▶ [Passage shown]
Had it not been for the COVID-19 pandemic and prohibitory orders issued to contain the spread of the virus, the House of Representatives should have convened this fiscal year’s budget session next month.
Last year, the budget session was convened on May 8 even amid the pandemic. This year, however, Prime Minister KP Sharma Oli decided to end regular Parliamentary session ahead of its scheduled time only to hold a special session later — to seek vote of confidence.
On the recommendation of the Council of Ministers, President Bidyadevi Bhandari has convened a parliamentary session on April 10 for the prime minister to seek vote of confidence.
Leaders of opposition parties have stated that Oli will continue his prime ministerial duties if he garners the vote of confidence but will seek to dissolve the House of Representatives if he fails to get enough votes.
The largest party in the 271-member House of Representatives, CPN-UML, has 121 Members of Parliament (MPs). Prime Minister Oli needs 15 more votes to get the vote of confidence.
Nepali Congress and CPN-Maoist Center are unlikely to give Oli the vote of confidence.
Meanwhile, Rastriya Prajatantra Party, Rastriya Janamorcha and Nepal Mazdoor Kisan Party have one MP each in the parliament.
Even if they vote for Oli, it will not be enough to give the prime minister a majority.
The Janata Samajwadi Party-Nepal (JSP-N) has 32 MPs (after the suspension of two MPs). However, JSP-N is unlikely to fully support Prime Minister Oli as the party is divided into two factions at the moment.
Prime Minister Oli has been in regular communication with the Mahanta Thakur-Rajendra Mahato faction of JSP-N while the Baburam Bhattarai-Upendra Yadav faction have been sidelined.
Addressing the demands put forth by JSP-N’s Thakur-Mahato faction in exchange of their support to Oli, the government recently withdrew 15 criminal cases against 120 JSP-N cadres and leaders.
However, demands for the release of JSP-N leader Resham Chaudhary, who is serving a life sentence, and constitution amendment have not been addressed yet.
It is also highly unlikely for Prime Minister Oli to get enough votes from his own UML party. The Madhav Kumar Nepal faction of UML has been carrying out parallel activities in the party saying that party chair Oli has made unilateral decisions since March 12 this year.
Minority government or snap polls?
Prime Minister Oli will be relieved of his post if he does not get the vote of confidence in the special session of the parliament.
But the next government is also likely to be led by Oli. After the vote of confidence is completed and if he fails to garner majority vote, Prime Minister Oli will be able to end the parliamentary session.
The President will then call for the formation of a new government with the support of two or more parties in accordance with Article 76 (2) of the Constitution.

▶ [Required action 1]
List every political party named in the article on Oli's vote of confidence.
▶ [Required action 2]
Please summarize the article on Oli's vote of confidence in two sentences.
▶ [Required action 3]
Retype the article on Oli's vote of confidence from "Even if they" up to and including "cadres and leaders.".
The material that follows is separate from the article on Oli's vote of confidence.

▶ [Extracted data]
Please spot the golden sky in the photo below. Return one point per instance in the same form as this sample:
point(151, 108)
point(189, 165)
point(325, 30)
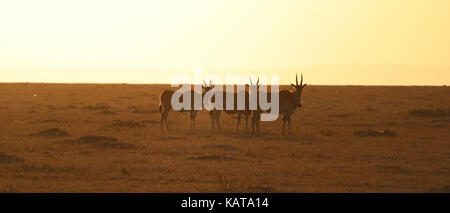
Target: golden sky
point(139, 41)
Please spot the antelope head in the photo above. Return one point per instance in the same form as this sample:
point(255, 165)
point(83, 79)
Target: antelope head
point(206, 86)
point(251, 84)
point(298, 89)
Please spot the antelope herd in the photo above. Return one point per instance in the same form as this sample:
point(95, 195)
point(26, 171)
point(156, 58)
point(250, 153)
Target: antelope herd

▶ [Task result 1]
CPN-UML, Nepali Congress, CPN-Maoist Center, Rastriya Prajatantra Party, Rastriya Janamorcha, Nepal Mazdoor Kisan Party, Janata Samajwadi Party-Nepal (JSP-N)

▶ [Task result 2]
On the recommendation of the Council of Ministers, President Bidyadevi Bhandari has convened a parliamentary session on April 10 for Prime Minister KP Sharma Oli to seek a vote of confidence, and his CPN-UML has 121 MPs while he needs 15 more votes. Support from Nepali Congress, CPN-Maoist Center, the divided JSP-N and UML's Madhav Kumar Nepal faction is unlikely, so Oli could be relieved of his post, though the next government is also likely to be led by him.

▶ [Task result 3]
Even if they vote for Oli, it will not be enough to give the prime minister a majority.
The Janata Samajwadi Party-Nepal (JSP-N) has 32 MPs (after the suspension of two MPs). However, JSP-N is unlikely to fully support Prime Minister Oli as the party is divided into two factions at the moment.
Prime Minister Oli has been in regular communication with the Mahanta Thakur-Rajendra Mahato faction of JSP-N while the Baburam Bhattarai-Upendra Yadav faction have been sidelined.
Addressing the demands put forth by JSP-N’s Thakur-Mahato faction in exchange of their support to Oli, the government recently withdrew 15 criminal cases against 120 JSP-N cadres and leaders.